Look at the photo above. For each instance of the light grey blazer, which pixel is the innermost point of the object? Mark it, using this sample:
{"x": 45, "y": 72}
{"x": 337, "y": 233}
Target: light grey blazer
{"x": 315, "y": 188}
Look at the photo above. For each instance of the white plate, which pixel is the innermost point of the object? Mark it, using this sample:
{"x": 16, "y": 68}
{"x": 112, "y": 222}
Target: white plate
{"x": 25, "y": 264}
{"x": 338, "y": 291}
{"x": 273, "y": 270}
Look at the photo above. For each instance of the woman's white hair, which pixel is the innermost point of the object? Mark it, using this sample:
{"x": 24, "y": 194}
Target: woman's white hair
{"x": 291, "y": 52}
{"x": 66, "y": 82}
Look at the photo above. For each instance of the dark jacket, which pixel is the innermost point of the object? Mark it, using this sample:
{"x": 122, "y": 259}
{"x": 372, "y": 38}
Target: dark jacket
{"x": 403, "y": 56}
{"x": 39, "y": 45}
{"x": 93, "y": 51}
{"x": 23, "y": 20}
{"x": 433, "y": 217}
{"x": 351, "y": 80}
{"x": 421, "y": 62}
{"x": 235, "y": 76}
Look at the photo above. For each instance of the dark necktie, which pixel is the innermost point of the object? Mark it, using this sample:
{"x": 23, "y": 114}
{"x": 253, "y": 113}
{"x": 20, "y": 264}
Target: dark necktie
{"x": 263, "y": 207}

* * *

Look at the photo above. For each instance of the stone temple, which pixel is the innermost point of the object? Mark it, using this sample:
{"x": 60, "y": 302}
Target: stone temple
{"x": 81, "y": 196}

_Task statement_
Your answer should be the lines above that contain the word "which", copied out.

_Task response_
Look at the photo above. For each instance of the light grey blazer, which pixel is the innermost point of the object? Mark it, using this sample:
Look at the photo above. For each instance of the white plate, which pixel is the innermost point of the object? Mark it, using this sample:
Look at the photo above. For each instance of the woman's white hair, which pixel is the innermost point of the object? Mark it, using this sample:
Look at the photo above. For each instance of the dark jacket, which pixel is the innermost point of the object? Mark it, using this sample:
Look at the photo above. For each instance of the dark necktie, which pixel is the innermost point of the object? Mark it, using this sample:
Look at the photo above. For each instance of the stone temple, which pixel is the innermost point of the object? Mark it, using this sample:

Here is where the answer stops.